- **Exercise goal**
Quote the data below in full, please, without altering anything.

- **Supplied records**
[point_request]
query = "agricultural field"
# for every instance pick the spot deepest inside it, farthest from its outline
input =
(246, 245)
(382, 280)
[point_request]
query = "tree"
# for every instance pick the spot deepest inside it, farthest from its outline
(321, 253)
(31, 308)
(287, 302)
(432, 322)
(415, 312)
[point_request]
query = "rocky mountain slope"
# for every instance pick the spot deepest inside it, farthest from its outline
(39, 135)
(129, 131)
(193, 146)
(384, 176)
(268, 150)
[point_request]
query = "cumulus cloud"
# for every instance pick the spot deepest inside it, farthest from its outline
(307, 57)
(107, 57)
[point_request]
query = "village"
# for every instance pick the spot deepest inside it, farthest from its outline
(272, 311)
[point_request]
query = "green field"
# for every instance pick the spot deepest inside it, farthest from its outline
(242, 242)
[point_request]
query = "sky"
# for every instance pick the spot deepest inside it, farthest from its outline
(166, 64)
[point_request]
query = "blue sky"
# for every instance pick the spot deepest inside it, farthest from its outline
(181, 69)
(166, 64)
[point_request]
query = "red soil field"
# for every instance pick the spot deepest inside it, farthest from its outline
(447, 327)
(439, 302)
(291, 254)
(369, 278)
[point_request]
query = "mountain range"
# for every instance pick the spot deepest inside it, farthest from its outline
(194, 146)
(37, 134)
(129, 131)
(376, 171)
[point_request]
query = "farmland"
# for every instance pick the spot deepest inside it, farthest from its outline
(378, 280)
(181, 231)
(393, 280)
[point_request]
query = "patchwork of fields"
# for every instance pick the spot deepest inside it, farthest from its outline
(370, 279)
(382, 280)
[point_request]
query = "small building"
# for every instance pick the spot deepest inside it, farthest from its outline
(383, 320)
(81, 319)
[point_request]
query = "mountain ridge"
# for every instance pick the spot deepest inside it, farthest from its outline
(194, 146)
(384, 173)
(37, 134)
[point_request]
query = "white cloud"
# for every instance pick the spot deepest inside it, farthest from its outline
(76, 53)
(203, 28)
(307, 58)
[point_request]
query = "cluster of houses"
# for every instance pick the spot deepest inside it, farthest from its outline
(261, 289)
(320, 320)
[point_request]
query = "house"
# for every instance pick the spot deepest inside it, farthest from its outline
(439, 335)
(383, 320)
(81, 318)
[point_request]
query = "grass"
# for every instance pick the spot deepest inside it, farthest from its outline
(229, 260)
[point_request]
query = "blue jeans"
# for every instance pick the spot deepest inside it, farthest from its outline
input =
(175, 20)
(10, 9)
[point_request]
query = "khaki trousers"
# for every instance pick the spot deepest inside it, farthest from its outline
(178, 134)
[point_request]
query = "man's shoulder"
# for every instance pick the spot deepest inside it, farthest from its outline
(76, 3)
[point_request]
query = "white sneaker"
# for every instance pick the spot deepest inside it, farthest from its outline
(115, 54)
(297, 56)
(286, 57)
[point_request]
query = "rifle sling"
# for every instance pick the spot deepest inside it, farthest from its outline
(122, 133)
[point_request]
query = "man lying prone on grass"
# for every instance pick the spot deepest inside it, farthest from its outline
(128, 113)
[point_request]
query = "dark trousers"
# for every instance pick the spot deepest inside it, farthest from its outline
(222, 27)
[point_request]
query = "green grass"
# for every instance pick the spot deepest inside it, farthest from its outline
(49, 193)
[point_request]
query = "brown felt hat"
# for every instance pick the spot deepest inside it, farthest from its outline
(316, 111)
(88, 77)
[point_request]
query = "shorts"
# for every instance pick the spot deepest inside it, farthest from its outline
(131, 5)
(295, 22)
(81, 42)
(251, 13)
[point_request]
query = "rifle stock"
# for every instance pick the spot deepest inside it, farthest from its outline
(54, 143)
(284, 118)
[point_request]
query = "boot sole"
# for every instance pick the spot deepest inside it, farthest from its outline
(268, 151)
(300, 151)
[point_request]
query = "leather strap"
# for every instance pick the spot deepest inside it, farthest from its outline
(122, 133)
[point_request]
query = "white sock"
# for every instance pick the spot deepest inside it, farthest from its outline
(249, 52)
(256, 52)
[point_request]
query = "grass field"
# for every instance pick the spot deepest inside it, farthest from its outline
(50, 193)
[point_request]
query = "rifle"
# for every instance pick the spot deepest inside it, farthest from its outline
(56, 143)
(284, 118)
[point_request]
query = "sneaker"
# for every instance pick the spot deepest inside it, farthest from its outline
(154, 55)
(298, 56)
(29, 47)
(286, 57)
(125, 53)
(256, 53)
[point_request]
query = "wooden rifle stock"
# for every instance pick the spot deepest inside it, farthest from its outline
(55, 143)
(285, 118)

- **Answer**
[point_request]
query = "agricultural field"
# for every instance pick the spot deepest inside it, farthest from its outline
input =
(246, 245)
(382, 280)
[point_request]
query = "tree"
# for every instance pick the spot deepest inside it, farthest from its outline
(321, 253)
(31, 308)
(287, 302)
(432, 322)
(415, 312)
[point_request]
query = "rocky mountain slope"
# for every instance pick the spot deepest inside it, farthest from its outline
(39, 135)
(129, 131)
(193, 146)
(384, 176)
(268, 150)
[point_request]
query = "cumulus cloud"
# for every instance pick the spot deepest inside it, farthest from its outline
(307, 57)
(107, 57)
[point_request]
query = "village"
# for every instance pick the spot deepest inside it, farthest from its outline
(272, 311)
[point_request]
query = "green field"
# for every instance pick the spot deepest inside it, farthest from its outline
(242, 242)
[point_request]
query = "sky"
# for every instance pick the spot deepest inside it, farthest from its outline
(166, 64)
[point_request]
query = "blue sky"
# for every instance pick the spot deepest inside it, farthest from its outline
(181, 69)
(166, 64)
[point_request]
query = "red soil field"
# for every instance pick the spot deepest inside it, farthest from its outline
(447, 327)
(439, 302)
(291, 254)
(369, 278)
[point_request]
query = "mountain range"
# for every instance pick the spot deepest inside it, farthest from its outline
(194, 146)
(37, 134)
(129, 131)
(376, 171)
[point_request]
query = "farmland"
# for every instance pick the spot deepest inside it, farthest from its outline
(378, 280)
(181, 231)
(393, 280)
[point_request]
query = "patchwork of fields"
# for every instance pick the spot deepest inside it, farthest from its outline
(370, 279)
(382, 280)
[point_request]
query = "small building"
# for every instance pick the spot deepest inside it, farthest from its outline
(383, 320)
(81, 319)
[point_request]
query = "mountain ridge"
# for every instance pick the spot deepest inside it, farthest from its outline
(194, 146)
(384, 173)
(37, 134)
[point_request]
query = "white cloud"
# for every instance pick the spot deepest inside it, farthest from its outline
(76, 53)
(203, 28)
(307, 58)
[point_request]
query = "cluster of houses"
# for every instance pick the spot deepest inside it, farthest from its outline
(261, 289)
(320, 320)
[point_request]
query = "house"
# for every instance pick the spot deepest inside it, farthest from its outline
(439, 335)
(383, 320)
(81, 318)
[point_request]
query = "grass"
# for every instance pick the spot deepest inside it, farthest from its outline
(229, 260)
[point_request]
query = "blue jeans"
# for every instance pick the spot deepest inside it, farthest from its outline
input =
(175, 20)
(10, 9)
[point_request]
query = "khaki trousers"
# for every instance pick the spot deepest inside it, farthest from its outline
(178, 134)
[point_request]
query = "man's shoulder"
# for every instance pick the spot deepest inside it, farthest from its outline
(76, 3)
[point_request]
query = "white sneaker"
# for every instance pick the spot deepest inside it, farthest from its outline
(115, 54)
(297, 56)
(286, 57)
[point_request]
query = "rifle sling"
# for every instance pick the spot deepest inside it, farthest from its outline
(122, 133)
[point_request]
query = "man lying prone on grass"
# for every instance pick the spot deepest inside it, farthest from its outline
(128, 113)
[point_request]
query = "dark trousers"
# for every instance pick the spot deepest inside it, farthest from its outline
(222, 27)
[point_request]
query = "green grass"
# for every instance pick the spot deepest inside it, farthest from its outline
(49, 193)
[point_request]
query = "brown felt hat"
# for every instance pick the spot deepest inside it, farthest from its outline
(316, 111)
(88, 77)
[point_request]
query = "shorts"
# for every instance pick the spot deepest inside it, farthest from its outline
(131, 5)
(295, 22)
(81, 42)
(251, 13)
[point_request]
query = "rifle stock"
# for every instance pick the spot deepest inside it, farthest from its outline
(54, 143)
(284, 118)
[point_request]
query = "boot sole"
# for every instance pick the spot deepest inside it, farthest from its outline
(268, 151)
(300, 151)
[point_request]
query = "leather strap"
# for every instance pick the spot deepest inside it, farthest from its outline
(122, 133)
[point_request]
query = "white sock"
# for every instance pick the spot deepest inside it, farthest from its outline
(249, 52)
(256, 52)
[point_request]
query = "grass field"
# for every instance pick the spot deepest inside it, farthest from its outline
(50, 193)
[point_request]
query = "rifle"
# for every instance pick the spot deepest inside it, farthest from its outline
(56, 143)
(284, 118)
[point_request]
query = "sneaker"
# for every instance pick the spot deepest inside it, farthest from its outline
(154, 55)
(298, 56)
(29, 47)
(286, 57)
(125, 53)
(256, 53)
[point_request]
query = "wooden rifle stock"
# for every instance pick the spot deepest inside it, farthest from its outline
(55, 143)
(285, 118)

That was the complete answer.